═══ Document ═══

# Power Seat(s)?



## Rocknik (Nov 18, 2004)

On the 02 3.5 SE, if the car has power seats are both front seats supposed to be power? or only the drivers?


----------



## Rocknik (Nov 18, 2004)

Rocknik said:


> On the 02 3.5 SE, if the car has power seats are both front seats supposed to be power? or only the drivers?


19 views and no reply... noone here has an 02 3.5 se with power seat(s) ???


----------



## RebelinRI (Nov 9, 2004)

Ok..... I'll go first. I have a power seat on my 02 SE. The passengers seat has no power. This is the way I got it from the dealer and they said it had drivers power "seat". I have never seen two power seats in an Altima but what do I know! Maybe I'm wrong. Ask you local dealer.

AMF

Rebel


----------



## Rocknik (Nov 18, 2004)

RebelinRI said:


> Ok..... I'll go first. I have a power seat on my 02 SE. The passengers seat has no power. This is the way I got it from the dealer and they said it had drivers power "seat". I have never seen two power seats in an Altima but what do I know! Maybe I'm wrong. Ask you local dealer.
> 
> AMF
> 
> Rebel


No, thats great cause i bought my car used (private seller) and wasn't sure.. 
Thanks for the help..


----------



## Chokeu (Nov 7, 2003)

I have a 03 Alty 3.5 and it is fully loaded with leather int. and such. It has only a power drivers seat as well. I wish it came with a power passenger seat too!


----------

═══ Exercise data ═══

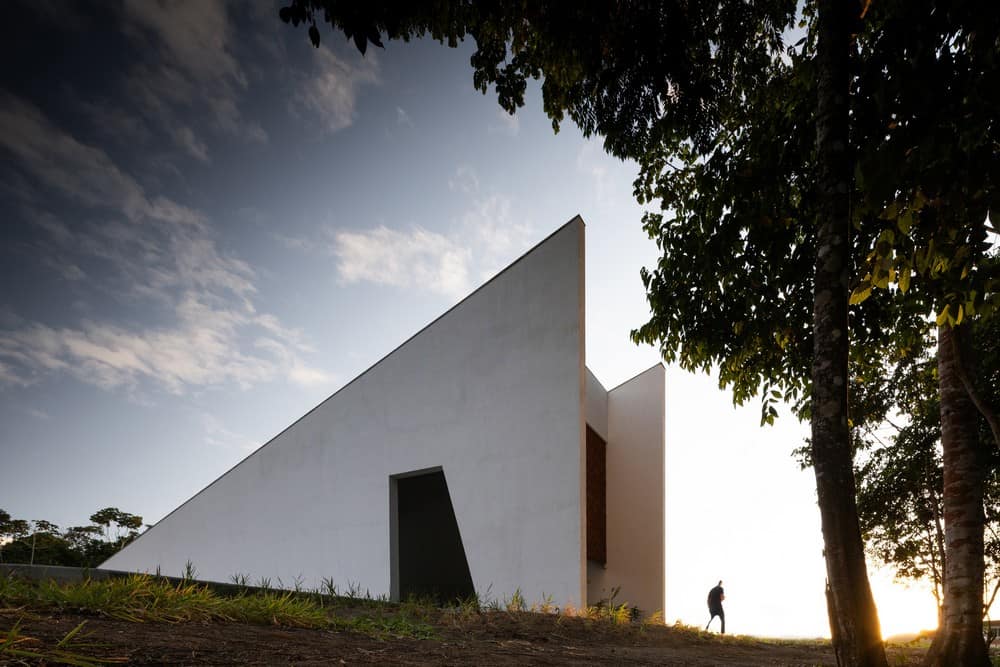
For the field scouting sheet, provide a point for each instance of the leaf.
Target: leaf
(943, 315)
(904, 279)
(860, 293)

═══

» Directions:
**1)** List every distinct username that posts in the power seat thread.
**2)** Output all the lines of the entries that follow the power seat thread, word for word, but leave out the picture.

» Answers given:
**1)** Rocknik, RebelinRI, Chokeu

**2)**
For the field scouting sheet, provide a point for each instance of the leaf.
Target: leaf
(943, 315)
(904, 279)
(860, 293)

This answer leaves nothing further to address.